• _EXTRAIT DU TEXTE_
◆ ◆ ◆ ◆

Dont acte avec le court roman Kid Wolf et Kraken Boy, traduit excellemment par Michel Pagel, qui nous offre un détonant mélange de romance gay haute énergie et de vision ésotérique de l’art du tatouage, d’évocation scorsésienne de la Mafia et de l’univers du ring. A ma gauche, Kraken Boy, tatoueur virtuose, génie de l’encre à la cool, à ma droite Kid Wolf, champion du monde de boxe en bouton. En marraine du couple d’amoureux, Hinky Friedman, reine de la truande.
Alors que la crise de 1929 sort du bois, que les grèves se brisent comme les jambes et que les familles mafieuses se dessoudent en rangs serrés, on assiste à l’ascension mondiale de Kid Wolf, qui disperse ses adversaires comme un rang de quilles. De victoires dues à son punch radical, mais également aux tatouages qui l’ornent du crâne aux reins, glyphes magiques générateurs d’hyperpouvoirs. La fin du récit amplifie encore, jusqu’à l’hallucination, l’apparat magique : contrôle à distance, massacre ludique et transportation d’un corps à l’autre. Avec les aventures du Kraken et du Wolf, Sam J. Miller célèbre les noces rouges d’Al Capone et d’Hermione Granger. Gloire à lui !

◆ ◆ ◆ ◆

• _À FAIRE_
D'après l'extrait sur Kid Wolf et Kraken Boy, à quoi tiennent les victoires de Kid Wolf ?

• _DONNÉES ENREGISTRÉES_

◆ ◆ ◆ ◆

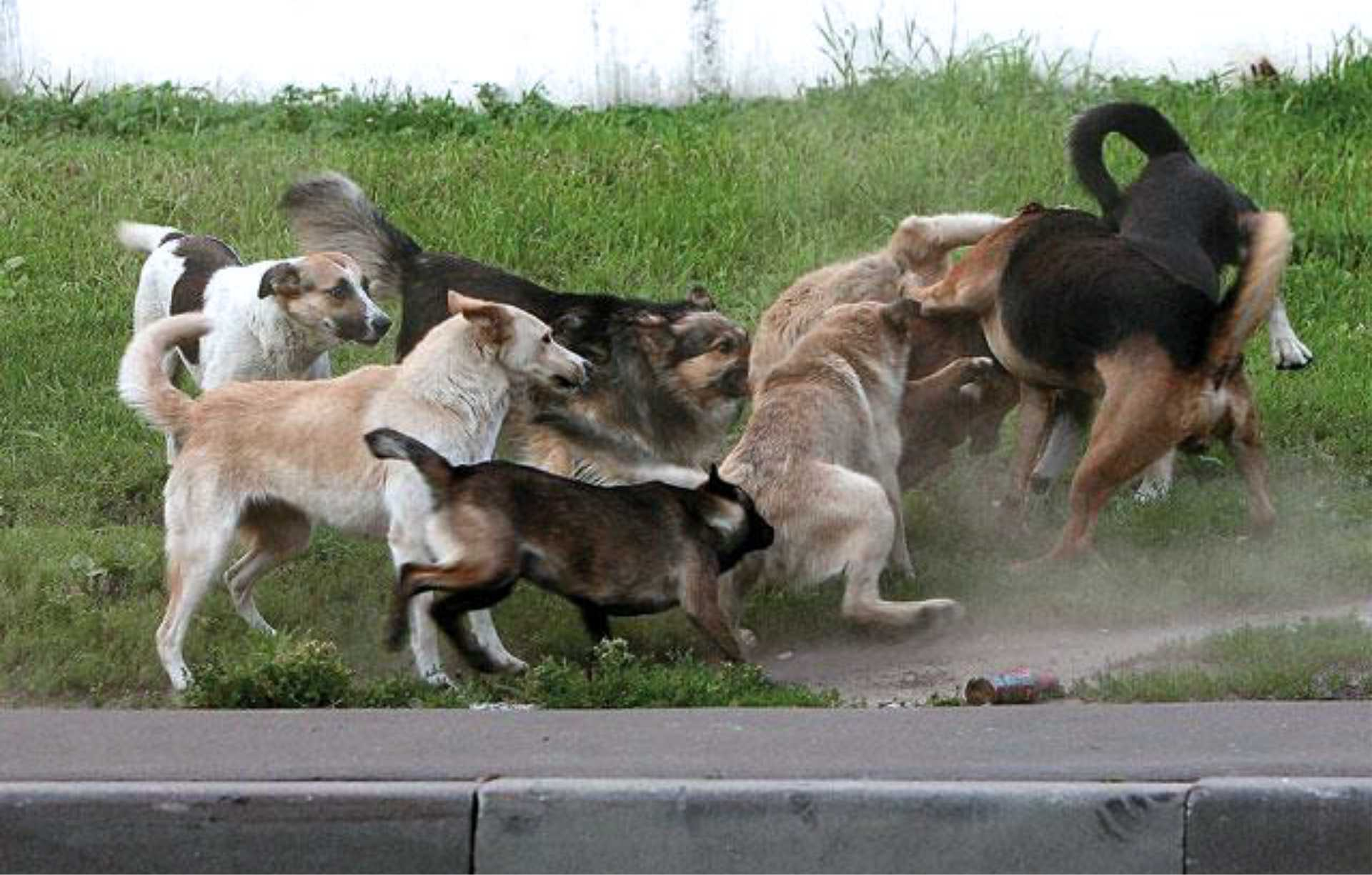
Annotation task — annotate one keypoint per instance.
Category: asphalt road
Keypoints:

◆ ◆ ◆ ◆

• _BONNE RÉPONSE_
À son punch radical, mais aussi aux tatouages qui l'ornent du crâne aux reins, des glyphes magiques générateurs d'hyperpouvoirs.